* Instructions for the task: In the flint adze article, render this sentence in German: "The flint axe blade shouldn’t be overly sharp as that will make it fragile."

How To…. Make and Use a Flint Adze

When I want a bowl fast a modern adze is what I use, but if I have the time and I want to create something in a more leisurely fashion then I love to use a flint adze

Any self-respecting Stone Age woodworker would always have had a decent flint adze to hand. So to become that self=respecting Stone Age woodworker I had to go out and make myself one as they do not turn up in the shops that often.

I needed one to undertake my final project on my Woodcraft School Primitive Technology course: to create a bone bodkin and a bark sheath. The aim was to make them without the use of modern tools and I would need an adze to help me craft the sheath.

The adze I created for this has been extremely useful since then on other projects such as hollowing out this long bowl.

Photo 26-03-2014 12 36 42
Chunking out a bowl

I ended up making two adzes out of flint, rawhide and curved branches.

Photo 26-03-2014 12 36 58
Two well used adze’s

I took my inspiration from the Cheddar Gorge Museum where I came across this very basic but beautiful flint adze.

Photo 26-03-2014 12 37 13
Cheddar Gorge Museum replica

I had kept some flint from the course I had done with John Lord and I got a couple of good strong blades from this chunk of flint. The flint axe blade shouldn’t be overly sharp as that will make it fragile. It needs to have a well-defined edge that has good strong shoulders.

* Material provided:
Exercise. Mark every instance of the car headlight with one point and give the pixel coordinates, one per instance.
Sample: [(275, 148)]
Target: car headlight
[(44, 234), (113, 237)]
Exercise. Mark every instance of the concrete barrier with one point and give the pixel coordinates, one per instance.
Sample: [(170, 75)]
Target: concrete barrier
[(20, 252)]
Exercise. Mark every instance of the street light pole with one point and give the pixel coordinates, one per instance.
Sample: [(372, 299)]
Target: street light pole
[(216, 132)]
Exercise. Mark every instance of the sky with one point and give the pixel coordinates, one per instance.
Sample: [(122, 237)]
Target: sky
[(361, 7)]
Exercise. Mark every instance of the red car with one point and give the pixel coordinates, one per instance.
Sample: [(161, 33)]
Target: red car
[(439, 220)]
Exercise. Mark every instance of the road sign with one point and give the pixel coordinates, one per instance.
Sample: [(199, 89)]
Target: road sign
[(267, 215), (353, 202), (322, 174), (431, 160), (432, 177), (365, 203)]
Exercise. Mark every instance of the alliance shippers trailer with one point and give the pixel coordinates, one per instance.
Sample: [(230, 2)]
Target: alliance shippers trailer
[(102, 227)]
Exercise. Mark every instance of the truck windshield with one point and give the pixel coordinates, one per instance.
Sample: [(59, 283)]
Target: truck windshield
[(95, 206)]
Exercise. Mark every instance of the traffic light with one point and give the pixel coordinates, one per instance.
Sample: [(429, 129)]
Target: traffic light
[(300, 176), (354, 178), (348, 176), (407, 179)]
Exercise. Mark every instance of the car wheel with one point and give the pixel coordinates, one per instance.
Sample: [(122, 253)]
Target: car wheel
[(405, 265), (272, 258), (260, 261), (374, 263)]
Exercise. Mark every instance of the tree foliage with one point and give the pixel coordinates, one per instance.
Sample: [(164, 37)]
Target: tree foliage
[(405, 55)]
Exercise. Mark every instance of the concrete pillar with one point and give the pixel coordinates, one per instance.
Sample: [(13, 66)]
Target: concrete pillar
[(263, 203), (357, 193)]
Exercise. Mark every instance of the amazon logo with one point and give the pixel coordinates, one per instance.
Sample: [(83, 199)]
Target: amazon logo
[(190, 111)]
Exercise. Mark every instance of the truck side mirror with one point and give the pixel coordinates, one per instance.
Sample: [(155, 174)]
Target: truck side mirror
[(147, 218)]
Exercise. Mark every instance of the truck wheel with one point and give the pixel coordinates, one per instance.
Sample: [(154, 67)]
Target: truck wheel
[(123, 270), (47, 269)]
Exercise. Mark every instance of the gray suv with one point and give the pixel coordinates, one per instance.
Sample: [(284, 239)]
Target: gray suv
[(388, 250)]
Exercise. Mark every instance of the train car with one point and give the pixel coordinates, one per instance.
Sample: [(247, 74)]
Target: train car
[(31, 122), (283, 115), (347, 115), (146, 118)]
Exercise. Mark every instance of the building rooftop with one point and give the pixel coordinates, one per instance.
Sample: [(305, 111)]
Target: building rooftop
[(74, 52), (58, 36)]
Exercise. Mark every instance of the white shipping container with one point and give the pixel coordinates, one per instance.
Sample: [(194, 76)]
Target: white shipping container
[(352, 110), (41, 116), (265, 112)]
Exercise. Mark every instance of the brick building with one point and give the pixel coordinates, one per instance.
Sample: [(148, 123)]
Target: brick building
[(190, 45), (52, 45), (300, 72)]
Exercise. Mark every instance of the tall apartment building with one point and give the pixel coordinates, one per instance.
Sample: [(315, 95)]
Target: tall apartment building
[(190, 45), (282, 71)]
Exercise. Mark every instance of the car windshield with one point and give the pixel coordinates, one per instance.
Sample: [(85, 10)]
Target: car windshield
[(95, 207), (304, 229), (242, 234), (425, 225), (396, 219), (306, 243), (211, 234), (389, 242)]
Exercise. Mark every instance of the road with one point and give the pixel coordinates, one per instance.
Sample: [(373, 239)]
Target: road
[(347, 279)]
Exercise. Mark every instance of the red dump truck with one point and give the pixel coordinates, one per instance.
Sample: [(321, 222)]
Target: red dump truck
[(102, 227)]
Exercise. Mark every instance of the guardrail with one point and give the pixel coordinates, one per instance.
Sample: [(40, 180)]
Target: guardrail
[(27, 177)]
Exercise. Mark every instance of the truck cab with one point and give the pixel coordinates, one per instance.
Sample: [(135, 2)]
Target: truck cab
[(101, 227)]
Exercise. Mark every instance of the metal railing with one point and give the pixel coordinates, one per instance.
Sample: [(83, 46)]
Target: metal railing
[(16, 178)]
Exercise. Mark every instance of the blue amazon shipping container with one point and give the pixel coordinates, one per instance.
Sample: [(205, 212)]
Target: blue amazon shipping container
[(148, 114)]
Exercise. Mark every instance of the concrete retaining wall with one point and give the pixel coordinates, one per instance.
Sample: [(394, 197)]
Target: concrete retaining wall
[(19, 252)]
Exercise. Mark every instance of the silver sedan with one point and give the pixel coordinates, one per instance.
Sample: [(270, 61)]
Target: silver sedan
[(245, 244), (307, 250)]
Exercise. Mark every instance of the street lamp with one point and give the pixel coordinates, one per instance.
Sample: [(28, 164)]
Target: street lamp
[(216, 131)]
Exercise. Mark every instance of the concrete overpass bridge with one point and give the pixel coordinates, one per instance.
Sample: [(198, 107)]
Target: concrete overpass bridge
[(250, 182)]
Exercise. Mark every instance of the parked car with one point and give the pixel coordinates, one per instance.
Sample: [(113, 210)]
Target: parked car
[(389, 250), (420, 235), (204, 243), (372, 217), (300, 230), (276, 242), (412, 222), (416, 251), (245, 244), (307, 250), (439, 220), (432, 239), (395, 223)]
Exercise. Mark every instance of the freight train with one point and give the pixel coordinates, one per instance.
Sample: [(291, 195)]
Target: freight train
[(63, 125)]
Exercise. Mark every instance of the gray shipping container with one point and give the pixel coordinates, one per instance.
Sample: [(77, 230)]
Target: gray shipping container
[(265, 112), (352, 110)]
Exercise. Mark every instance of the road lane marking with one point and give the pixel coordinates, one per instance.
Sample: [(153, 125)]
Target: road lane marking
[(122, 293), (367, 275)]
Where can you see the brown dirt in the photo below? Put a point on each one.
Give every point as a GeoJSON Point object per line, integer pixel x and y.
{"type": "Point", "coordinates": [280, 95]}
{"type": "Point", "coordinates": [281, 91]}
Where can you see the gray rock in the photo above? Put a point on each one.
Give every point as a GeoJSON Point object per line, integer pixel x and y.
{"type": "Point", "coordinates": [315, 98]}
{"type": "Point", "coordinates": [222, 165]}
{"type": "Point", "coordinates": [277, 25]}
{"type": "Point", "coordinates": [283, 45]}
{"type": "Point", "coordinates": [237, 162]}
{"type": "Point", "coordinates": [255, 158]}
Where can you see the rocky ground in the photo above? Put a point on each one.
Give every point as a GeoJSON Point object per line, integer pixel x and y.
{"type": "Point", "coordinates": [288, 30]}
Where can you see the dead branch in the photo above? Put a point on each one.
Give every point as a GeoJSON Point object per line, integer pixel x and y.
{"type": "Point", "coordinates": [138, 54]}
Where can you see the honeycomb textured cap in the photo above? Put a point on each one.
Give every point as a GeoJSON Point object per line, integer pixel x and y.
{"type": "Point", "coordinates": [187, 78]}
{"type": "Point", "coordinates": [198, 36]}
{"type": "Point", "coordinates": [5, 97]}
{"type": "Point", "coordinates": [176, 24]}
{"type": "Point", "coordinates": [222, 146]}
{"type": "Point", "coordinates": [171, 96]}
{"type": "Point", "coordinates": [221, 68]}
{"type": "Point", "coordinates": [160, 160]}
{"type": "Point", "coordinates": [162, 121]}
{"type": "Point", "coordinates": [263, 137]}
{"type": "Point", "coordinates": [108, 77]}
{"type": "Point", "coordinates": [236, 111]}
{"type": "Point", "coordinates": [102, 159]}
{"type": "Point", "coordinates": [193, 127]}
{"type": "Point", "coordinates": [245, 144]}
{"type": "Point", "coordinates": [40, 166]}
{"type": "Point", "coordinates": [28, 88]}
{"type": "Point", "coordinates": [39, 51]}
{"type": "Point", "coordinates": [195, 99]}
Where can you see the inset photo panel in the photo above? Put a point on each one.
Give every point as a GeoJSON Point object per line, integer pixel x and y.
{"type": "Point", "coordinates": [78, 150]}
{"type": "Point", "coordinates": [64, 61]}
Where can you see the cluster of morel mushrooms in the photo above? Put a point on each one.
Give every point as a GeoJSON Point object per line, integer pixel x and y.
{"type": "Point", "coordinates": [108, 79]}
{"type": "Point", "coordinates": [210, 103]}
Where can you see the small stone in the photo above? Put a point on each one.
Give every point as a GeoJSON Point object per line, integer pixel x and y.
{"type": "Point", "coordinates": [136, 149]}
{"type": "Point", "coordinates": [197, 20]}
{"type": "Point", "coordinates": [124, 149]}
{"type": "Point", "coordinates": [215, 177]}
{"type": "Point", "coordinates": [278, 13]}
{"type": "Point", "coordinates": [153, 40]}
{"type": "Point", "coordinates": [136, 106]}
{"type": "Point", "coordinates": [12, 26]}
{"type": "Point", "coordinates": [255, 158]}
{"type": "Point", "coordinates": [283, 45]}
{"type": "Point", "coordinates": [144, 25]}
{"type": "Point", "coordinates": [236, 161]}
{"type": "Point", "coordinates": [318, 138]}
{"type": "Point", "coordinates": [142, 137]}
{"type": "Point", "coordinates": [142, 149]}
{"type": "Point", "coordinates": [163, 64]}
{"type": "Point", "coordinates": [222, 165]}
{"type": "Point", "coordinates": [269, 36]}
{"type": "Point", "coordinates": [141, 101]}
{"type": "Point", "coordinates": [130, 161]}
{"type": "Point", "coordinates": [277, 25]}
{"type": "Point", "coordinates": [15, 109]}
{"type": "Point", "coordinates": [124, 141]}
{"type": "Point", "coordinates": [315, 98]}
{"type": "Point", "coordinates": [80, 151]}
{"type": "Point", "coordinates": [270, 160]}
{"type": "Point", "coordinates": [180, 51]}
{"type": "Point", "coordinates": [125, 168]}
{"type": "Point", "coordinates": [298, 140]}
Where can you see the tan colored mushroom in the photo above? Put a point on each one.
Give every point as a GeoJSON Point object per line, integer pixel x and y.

* The reply: Die Klinge der Feuersteinaxt sollte nicht übermäßig scharf sein, da sie dadurch zerbrechlich wird.